:: TO BE DONE ::
#1 In the assignment description, what groups must complete the assignment?
#2 Write out everything in the assignment description from "# Assignment 3" down to "assignment for you.".

:: SOURCE PASSAGE ::
# Assignment 3
This assignment consists of 10 exercises divided over two notebooks. Each exercise will come with some tests that are used to verify whether your code is correct. If you pass these tests then you are rewarded *full points*; if your code fails then you will get *no points*. Make sure to **read the rules** before you start the assignment.

## Rules
For this assignment the following rules apply:

**General**
 * The assignment should be completed with the same **groups of three** as the previous assignment
 * Any kind of intergroup discussion will be considered fraud and both the parties will be punished.
 * All code must be written intra group. All external help, with the exception of Python/library documentation and the lecture slides, will be considered fraud.
 * Do not use libraries that implement the assignment for you.

**Grading**
 * If a test cell runs without error (warnings are allowed) then you receive full points.
 * If a test cell throws an error for any reason then you receive 0 points.

:: DATASET CONTENT ::
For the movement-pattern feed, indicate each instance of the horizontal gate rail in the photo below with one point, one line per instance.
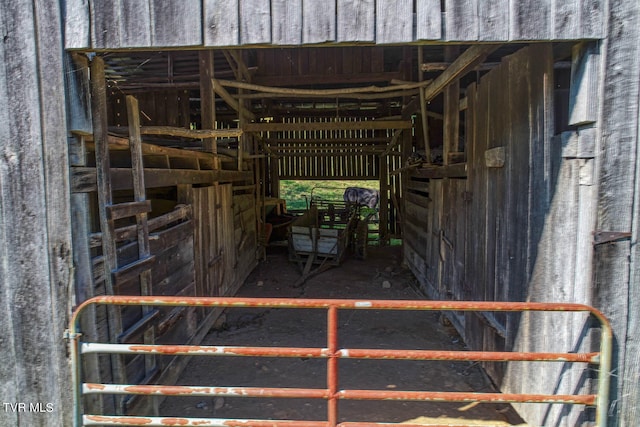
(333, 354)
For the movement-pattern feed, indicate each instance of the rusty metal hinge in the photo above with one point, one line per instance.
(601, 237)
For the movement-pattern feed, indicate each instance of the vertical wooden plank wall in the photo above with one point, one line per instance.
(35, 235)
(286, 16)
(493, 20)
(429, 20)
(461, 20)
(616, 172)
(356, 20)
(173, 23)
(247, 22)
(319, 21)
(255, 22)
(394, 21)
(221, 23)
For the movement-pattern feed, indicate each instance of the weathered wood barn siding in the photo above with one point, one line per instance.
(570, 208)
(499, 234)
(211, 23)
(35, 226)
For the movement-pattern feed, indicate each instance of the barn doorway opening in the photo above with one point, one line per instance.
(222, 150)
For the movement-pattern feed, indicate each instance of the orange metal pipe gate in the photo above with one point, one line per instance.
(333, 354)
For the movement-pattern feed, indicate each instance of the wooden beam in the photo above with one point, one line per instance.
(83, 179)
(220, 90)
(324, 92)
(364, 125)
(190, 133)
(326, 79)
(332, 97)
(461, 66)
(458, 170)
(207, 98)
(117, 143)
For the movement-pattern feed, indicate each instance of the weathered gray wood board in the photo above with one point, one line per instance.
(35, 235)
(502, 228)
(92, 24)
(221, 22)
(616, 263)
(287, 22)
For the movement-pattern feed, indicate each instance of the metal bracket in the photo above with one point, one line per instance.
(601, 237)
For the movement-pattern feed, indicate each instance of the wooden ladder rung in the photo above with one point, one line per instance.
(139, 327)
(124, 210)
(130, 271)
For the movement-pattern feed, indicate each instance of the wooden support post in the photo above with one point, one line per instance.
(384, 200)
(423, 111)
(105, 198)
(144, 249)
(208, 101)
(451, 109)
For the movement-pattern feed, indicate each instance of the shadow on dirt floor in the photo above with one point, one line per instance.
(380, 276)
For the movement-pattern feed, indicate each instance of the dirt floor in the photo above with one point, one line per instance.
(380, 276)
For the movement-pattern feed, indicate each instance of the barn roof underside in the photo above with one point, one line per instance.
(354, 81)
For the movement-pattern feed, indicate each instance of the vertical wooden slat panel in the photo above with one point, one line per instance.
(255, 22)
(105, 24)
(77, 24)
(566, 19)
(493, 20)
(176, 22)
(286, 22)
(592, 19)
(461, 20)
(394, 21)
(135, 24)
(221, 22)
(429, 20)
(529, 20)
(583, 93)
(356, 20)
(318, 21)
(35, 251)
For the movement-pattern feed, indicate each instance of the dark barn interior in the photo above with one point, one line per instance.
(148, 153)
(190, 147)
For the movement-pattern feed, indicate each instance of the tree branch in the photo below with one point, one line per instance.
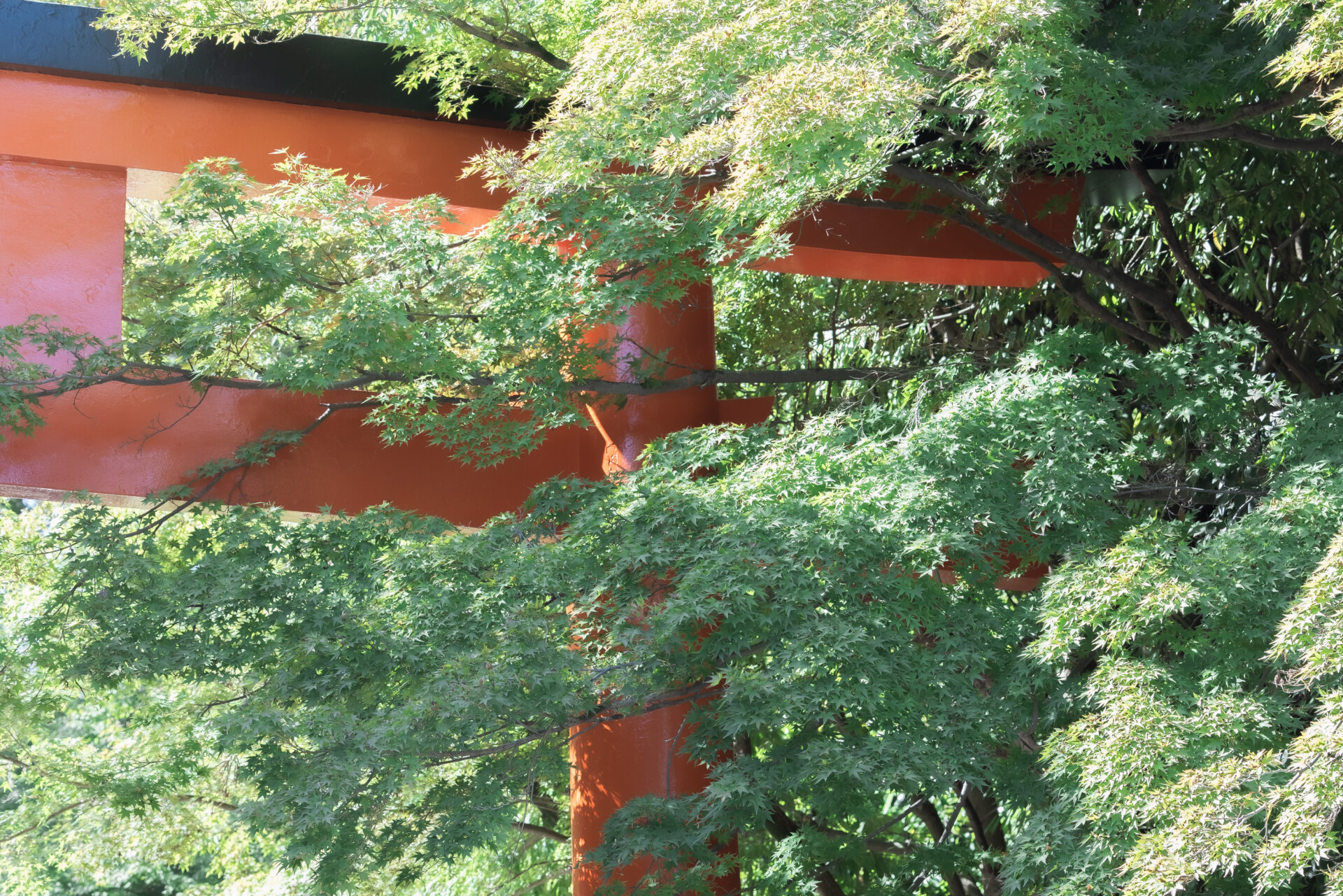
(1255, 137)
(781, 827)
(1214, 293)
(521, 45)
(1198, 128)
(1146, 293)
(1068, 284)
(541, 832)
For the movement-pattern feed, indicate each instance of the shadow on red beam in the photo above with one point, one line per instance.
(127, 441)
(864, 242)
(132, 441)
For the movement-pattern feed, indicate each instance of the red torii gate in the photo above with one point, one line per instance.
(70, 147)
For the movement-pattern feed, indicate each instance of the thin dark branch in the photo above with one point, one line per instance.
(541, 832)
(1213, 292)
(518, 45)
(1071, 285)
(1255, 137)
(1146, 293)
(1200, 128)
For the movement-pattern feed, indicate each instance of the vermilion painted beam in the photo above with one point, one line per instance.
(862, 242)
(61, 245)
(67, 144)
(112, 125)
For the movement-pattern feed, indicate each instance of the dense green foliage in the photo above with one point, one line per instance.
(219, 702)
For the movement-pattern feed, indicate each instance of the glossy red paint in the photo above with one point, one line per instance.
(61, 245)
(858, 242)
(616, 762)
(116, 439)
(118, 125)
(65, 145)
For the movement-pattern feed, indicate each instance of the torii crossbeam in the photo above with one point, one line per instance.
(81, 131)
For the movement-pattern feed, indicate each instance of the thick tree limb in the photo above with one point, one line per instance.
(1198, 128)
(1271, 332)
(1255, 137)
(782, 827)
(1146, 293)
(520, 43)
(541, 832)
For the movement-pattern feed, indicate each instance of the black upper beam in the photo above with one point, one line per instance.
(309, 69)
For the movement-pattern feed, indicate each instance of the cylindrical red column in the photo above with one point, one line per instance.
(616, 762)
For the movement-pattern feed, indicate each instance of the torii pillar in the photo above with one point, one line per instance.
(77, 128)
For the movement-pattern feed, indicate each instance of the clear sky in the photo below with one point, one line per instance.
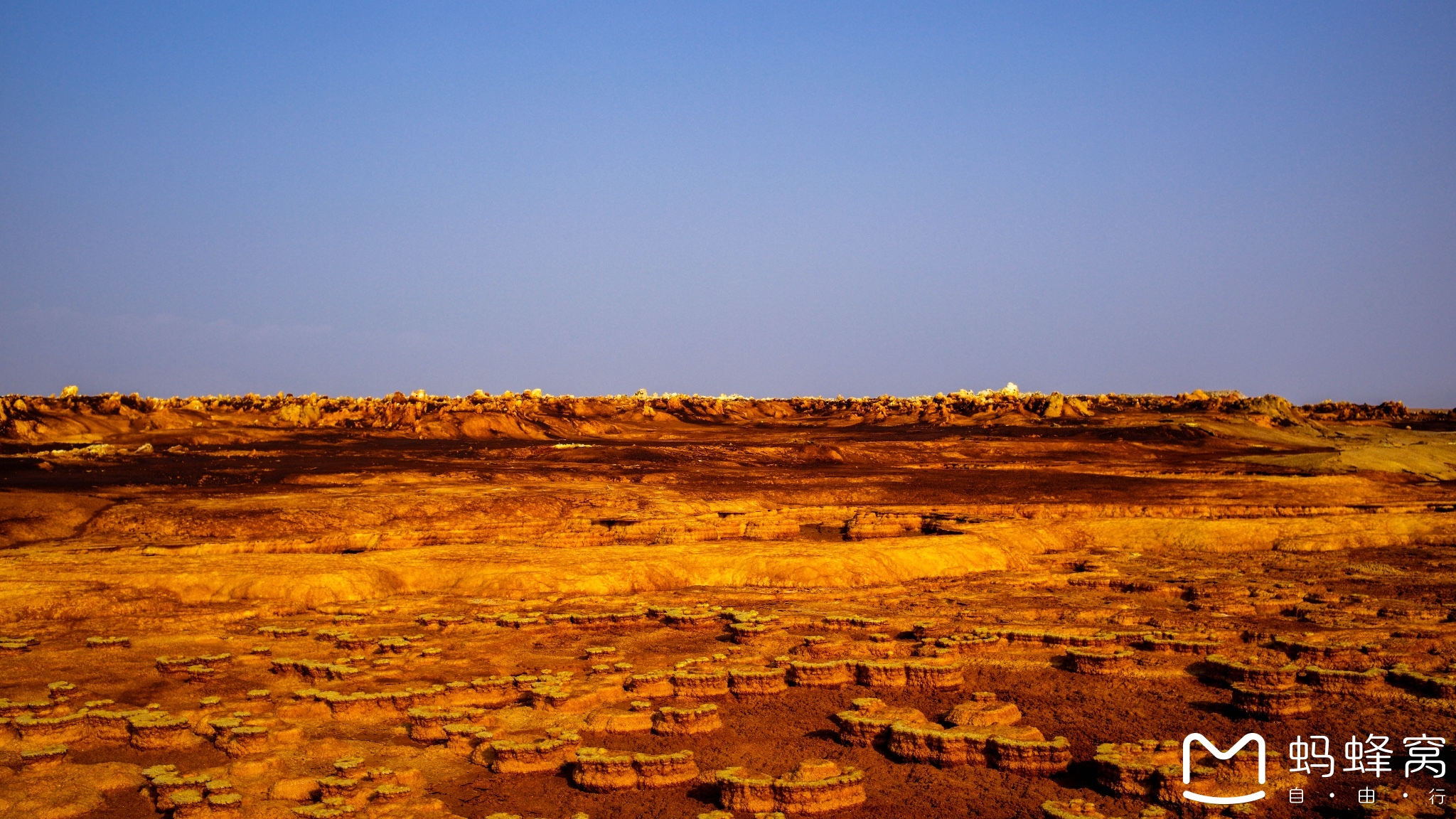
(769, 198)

==

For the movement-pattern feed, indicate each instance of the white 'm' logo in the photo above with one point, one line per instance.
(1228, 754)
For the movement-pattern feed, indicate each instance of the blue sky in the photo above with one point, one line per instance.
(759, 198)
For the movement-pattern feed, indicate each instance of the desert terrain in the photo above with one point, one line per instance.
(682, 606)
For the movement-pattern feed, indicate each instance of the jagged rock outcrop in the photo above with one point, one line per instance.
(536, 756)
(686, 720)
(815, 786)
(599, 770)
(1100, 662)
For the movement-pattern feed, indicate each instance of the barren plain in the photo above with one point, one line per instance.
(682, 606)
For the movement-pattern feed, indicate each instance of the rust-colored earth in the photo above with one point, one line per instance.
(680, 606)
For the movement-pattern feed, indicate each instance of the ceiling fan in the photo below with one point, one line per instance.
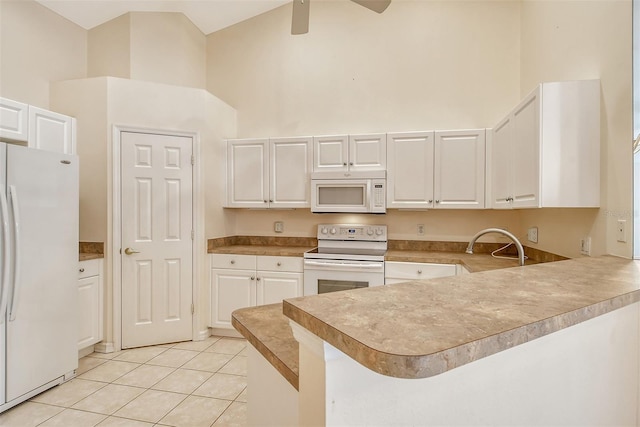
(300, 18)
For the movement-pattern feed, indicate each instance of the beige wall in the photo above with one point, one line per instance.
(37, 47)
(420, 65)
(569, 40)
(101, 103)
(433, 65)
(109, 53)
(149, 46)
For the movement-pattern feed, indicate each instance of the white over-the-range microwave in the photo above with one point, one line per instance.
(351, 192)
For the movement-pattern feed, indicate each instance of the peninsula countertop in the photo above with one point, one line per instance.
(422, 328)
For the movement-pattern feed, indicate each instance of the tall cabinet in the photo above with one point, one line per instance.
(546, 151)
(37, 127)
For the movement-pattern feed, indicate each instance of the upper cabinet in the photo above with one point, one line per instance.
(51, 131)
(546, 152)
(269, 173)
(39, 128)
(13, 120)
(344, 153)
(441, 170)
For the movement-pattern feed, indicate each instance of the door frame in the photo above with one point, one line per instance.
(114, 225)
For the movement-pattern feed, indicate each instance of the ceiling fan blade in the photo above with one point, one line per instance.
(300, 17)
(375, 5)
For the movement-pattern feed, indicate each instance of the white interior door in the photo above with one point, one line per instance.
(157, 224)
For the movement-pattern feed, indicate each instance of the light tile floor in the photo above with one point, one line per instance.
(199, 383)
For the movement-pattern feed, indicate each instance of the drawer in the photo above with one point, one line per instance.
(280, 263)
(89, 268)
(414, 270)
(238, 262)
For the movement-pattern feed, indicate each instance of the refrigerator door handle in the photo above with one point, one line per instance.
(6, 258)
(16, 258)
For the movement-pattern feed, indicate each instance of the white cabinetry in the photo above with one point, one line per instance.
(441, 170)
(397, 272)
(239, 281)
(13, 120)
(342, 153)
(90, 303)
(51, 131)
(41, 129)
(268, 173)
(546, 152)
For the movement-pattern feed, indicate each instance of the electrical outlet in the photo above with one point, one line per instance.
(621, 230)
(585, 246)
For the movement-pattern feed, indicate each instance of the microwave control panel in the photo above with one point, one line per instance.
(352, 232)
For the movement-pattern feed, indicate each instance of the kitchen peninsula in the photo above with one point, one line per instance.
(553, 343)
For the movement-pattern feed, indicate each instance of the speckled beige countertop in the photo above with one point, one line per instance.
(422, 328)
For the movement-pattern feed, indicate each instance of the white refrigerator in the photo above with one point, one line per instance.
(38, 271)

==

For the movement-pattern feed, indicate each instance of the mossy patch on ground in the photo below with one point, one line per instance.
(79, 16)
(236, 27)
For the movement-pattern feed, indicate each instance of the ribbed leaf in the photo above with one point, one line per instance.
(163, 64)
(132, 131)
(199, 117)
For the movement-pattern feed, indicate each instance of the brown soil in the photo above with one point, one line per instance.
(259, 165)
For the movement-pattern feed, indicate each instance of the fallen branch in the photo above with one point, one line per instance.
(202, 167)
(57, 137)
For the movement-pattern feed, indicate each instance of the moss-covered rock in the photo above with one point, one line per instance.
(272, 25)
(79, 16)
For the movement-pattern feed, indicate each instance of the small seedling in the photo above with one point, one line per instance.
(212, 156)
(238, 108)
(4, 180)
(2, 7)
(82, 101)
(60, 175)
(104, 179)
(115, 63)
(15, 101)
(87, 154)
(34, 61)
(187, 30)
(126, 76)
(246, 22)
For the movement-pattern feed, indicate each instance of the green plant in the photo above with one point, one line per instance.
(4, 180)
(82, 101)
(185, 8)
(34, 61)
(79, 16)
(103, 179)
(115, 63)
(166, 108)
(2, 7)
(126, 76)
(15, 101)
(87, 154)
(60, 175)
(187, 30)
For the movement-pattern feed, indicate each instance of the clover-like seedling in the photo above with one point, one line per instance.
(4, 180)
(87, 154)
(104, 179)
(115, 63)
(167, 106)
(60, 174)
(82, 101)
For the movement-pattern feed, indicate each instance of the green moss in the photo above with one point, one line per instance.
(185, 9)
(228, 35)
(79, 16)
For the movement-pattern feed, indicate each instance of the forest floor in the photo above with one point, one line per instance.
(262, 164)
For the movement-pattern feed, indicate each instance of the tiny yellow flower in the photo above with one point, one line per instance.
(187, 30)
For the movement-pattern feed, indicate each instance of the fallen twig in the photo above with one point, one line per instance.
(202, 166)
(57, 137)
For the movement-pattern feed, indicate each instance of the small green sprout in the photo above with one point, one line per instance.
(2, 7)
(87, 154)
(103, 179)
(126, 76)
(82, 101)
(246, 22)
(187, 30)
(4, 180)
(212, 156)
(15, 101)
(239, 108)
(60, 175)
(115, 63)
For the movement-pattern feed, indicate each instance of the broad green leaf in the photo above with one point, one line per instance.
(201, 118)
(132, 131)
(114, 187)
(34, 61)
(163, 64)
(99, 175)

:: SOLUTIONS BY TASK ::
#1 The same groups of three as the previous assignment.

#2
# Assignment 3
This assignment consists of 10 exercises divided over two notebooks. Each exercise will come with some tests that are used to verify whether your code is correct. If you pass these tests then you are rewarded *full points*; if your code fails then you will get *no points*. Make sure to **read the rules** before you start the assignment.

## Rules
For this assignment the following rules apply:

**General**
 * The assignment should be completed with the same **groups of three** as the previous assignment
 * Any kind of intergroup discussion will be considered fraud and both the parties will be punished.
 * All code must be written intra group. All external help, with the exception of Python/library documentation and the lecture slides, will be considered fraud.
 * Do not use libraries that implement the assignment for you.